■ **YOUR GOAL**: Transcribe the data exactly. Pictures stay out.

(Region pointing data)
•••

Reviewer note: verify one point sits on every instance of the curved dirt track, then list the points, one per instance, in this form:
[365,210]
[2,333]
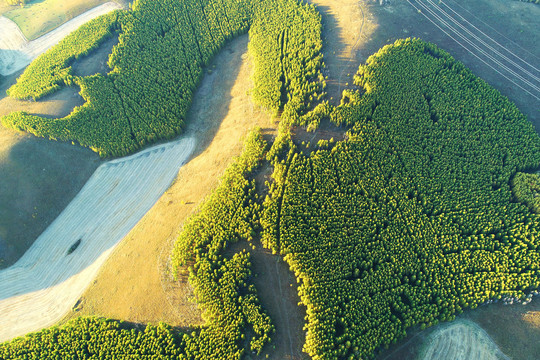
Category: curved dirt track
[16,52]
[461,340]
[48,280]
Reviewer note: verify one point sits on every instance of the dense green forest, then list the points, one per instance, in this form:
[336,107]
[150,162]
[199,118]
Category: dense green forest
[223,288]
[51,70]
[164,45]
[412,219]
[427,207]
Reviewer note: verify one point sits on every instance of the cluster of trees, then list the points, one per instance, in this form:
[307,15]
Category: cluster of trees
[51,70]
[411,219]
[222,283]
[95,338]
[158,63]
[285,41]
[236,322]
[526,188]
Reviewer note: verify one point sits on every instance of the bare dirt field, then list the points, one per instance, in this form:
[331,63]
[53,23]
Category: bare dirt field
[460,339]
[131,286]
[39,177]
[134,286]
[37,18]
[44,284]
[16,52]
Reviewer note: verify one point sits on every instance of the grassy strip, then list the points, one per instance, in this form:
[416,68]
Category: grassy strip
[37,18]
[51,70]
[410,220]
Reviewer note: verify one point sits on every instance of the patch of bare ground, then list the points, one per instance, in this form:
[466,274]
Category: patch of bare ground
[134,284]
[513,24]
[347,26]
[515,329]
[39,177]
[97,62]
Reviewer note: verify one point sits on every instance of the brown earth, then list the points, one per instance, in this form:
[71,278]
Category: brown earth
[39,177]
[134,286]
[130,286]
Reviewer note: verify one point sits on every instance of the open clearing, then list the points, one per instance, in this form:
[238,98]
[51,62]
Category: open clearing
[45,283]
[461,340]
[134,285]
[40,17]
[16,52]
[130,287]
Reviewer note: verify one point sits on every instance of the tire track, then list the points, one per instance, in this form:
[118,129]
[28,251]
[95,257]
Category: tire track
[47,281]
[479,48]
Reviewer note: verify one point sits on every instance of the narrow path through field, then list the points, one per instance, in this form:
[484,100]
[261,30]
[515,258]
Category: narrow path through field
[16,52]
[461,340]
[45,283]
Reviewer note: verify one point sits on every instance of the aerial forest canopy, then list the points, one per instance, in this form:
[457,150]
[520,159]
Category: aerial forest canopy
[426,208]
[158,63]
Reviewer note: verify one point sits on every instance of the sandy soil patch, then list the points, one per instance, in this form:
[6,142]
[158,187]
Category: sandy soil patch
[45,283]
[16,52]
[134,284]
[461,340]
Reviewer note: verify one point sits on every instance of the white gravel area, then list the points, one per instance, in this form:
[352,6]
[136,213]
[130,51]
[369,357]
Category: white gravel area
[16,52]
[47,281]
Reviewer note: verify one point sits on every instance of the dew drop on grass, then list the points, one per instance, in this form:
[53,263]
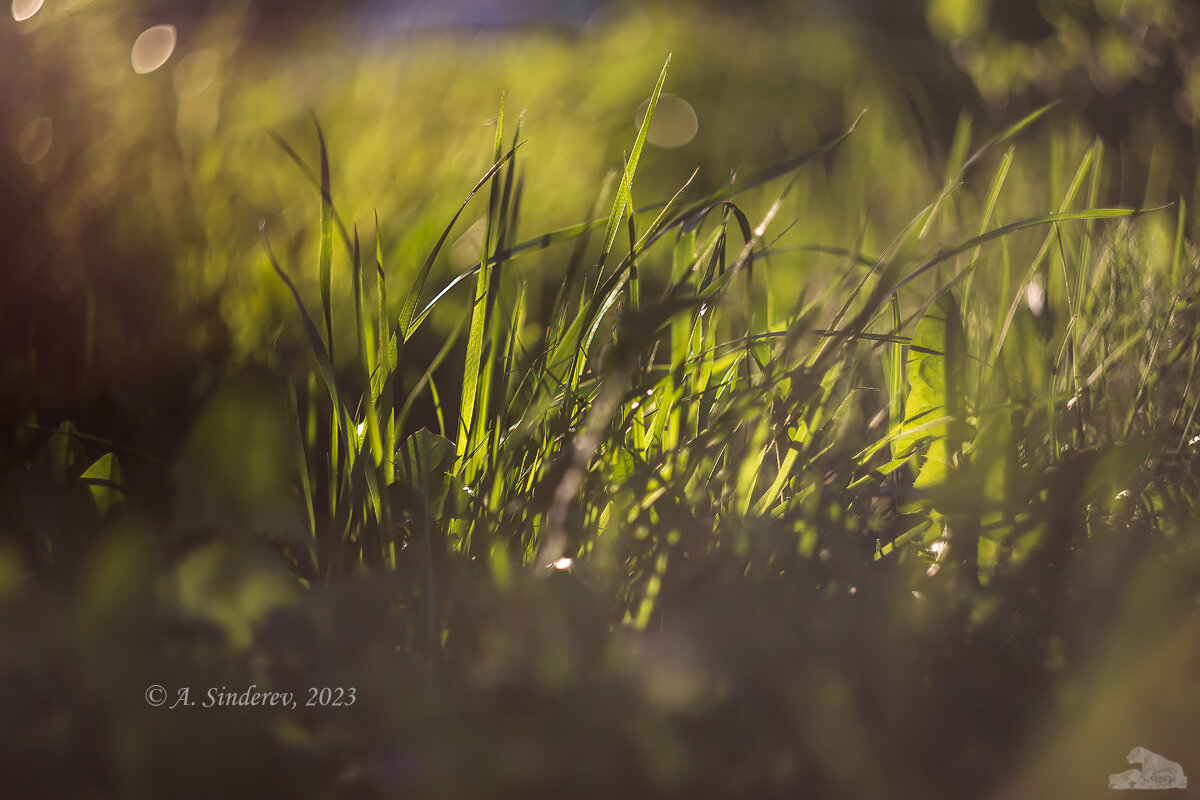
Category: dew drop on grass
[153,48]
[23,10]
[35,139]
[1036,295]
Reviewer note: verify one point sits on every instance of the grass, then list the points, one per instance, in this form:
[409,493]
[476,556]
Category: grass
[681,530]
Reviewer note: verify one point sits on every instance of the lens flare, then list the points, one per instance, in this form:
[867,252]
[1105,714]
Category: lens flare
[23,10]
[153,48]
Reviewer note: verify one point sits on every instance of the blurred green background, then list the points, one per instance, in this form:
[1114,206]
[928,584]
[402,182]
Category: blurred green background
[136,301]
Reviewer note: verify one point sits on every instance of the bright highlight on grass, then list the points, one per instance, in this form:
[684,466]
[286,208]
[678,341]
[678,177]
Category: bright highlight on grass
[153,48]
[675,121]
[23,10]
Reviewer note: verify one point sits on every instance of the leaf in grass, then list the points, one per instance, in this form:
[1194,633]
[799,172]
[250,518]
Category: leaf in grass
[423,463]
[936,372]
[627,180]
[106,482]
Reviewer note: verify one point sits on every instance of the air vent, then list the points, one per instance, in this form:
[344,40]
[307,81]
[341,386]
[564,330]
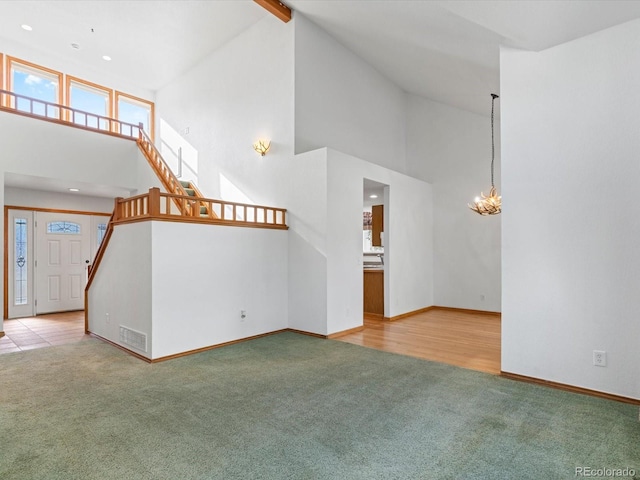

•••

■ **WRITTEN RESPONSE**:
Reviewer note: verify one point sits on every instance of the curved dirt track, then list the points, one per instance, in this form:
[365,210]
[2,333]
Category: curved dirt track
[16,52]
[461,340]
[48,280]
Reviewer note: verify one point sits on every instance of the dense green forest, then list the points, one per instance, in this form:
[336,107]
[150,162]
[199,118]
Category: dense green forest
[223,288]
[51,70]
[164,45]
[412,219]
[427,207]
Reviewer note: verify one point sits on every instance of the cluster of trees, then list the points, one per instance, in this form:
[307,15]
Category: cluster of trees
[51,70]
[411,219]
[222,283]
[95,338]
[158,63]
[285,41]
[236,322]
[526,188]
Reviewer note: verify one point sits on every instance of the bare dirt field, then list the points, one per instance, in this form:
[331,63]
[53,23]
Category: bare dirt field
[460,339]
[131,286]
[39,177]
[134,286]
[37,18]
[44,284]
[16,52]
Reviewer note: verify one point sits on every instance of the grassy strip, then list the points, one per instance, in this form:
[416,68]
Category: grassy strip
[37,18]
[51,70]
[410,220]
Reviewer note: verify one point sits on every instance of the patch of bare ground, then list the points, one per instance, in this form:
[466,274]
Category: patch of bare ground
[134,284]
[513,24]
[347,26]
[515,329]
[39,177]
[97,62]
Reviewer note: verify one point sits on every instance of the brown earth, then list the points, one per instance, in this form:
[71,278]
Category: brown earth
[39,177]
[134,286]
[130,286]
Reviewer note: verify one point sits on every instance of the open clearing, then list the points, one per instance, in this form:
[238,98]
[51,62]
Category: open clearing
[45,283]
[461,340]
[134,285]
[40,17]
[16,52]
[130,287]
Reviewer note: verify one point sits on every instance of the tire track, then list the points, one per instance, in this form:
[118,129]
[28,251]
[95,257]
Category: tire track
[47,281]
[479,48]
Reviewer note: verify one point sits on every instance of the narrow path through field, then list the points, one per instance, in this form:
[484,100]
[261,30]
[515,258]
Category: narrow path through field
[16,52]
[461,340]
[45,283]
Reviewer note: verify one point sits on every instance of the aerial forest canopy, then list the points, one per instance, in this form:
[457,150]
[520,159]
Category: aerial forest canopy
[426,208]
[158,63]
Reviewer note: verify one point sits on every instance of the sandy soil patch, then list the points, one per instance, in this form:
[6,142]
[158,187]
Category: sandy soil patch
[45,283]
[16,52]
[134,284]
[461,340]
Reviewer note: verify one point sits on every instance of the white gravel area, then list the points, one per instance, in this form:
[352,6]
[136,213]
[130,51]
[369,357]
Category: white gravel area
[16,52]
[47,281]
Reviewer note: verify one point sits on every instance of the dew drop on grass, then list the points, one per instance, in this form:
[53,263]
Category: dew drop on grass
[153,48]
[23,10]
[35,139]
[1036,295]
Reviewer note: verify one point sits on every instance of the grass, then list the points, one per instance, in this form:
[409,493]
[476,556]
Category: grass
[681,530]
Reviewer note: verify one point sits on every instance of the lens flare, then list the points, one per instance, in this form:
[867,252]
[1105,714]
Category: lens flare
[23,10]
[153,48]
Reviewer note: verify one point sits on every instance of the blurred green background, then list the points, one per instance, in this form:
[1114,206]
[928,584]
[402,182]
Category: blurred green background
[136,301]
Reviewer note: verify one point sits on every instance of the bright highlight on grass, then list the points, one per instance, in this form:
[684,466]
[286,208]
[678,341]
[678,177]
Category: bright highlight on grass
[153,48]
[675,121]
[23,10]
Reviewer note: verify one point sits on every instance of the leaf in grass, then list the points, one per instance, in this form:
[1194,633]
[799,172]
[250,518]
Category: leaf in grass
[423,463]
[936,372]
[627,180]
[106,482]
Reviewer note: verify one point sits on every instance of the air vent, then list the points, one per instance, in this form:
[344,40]
[307,81]
[341,386]
[564,330]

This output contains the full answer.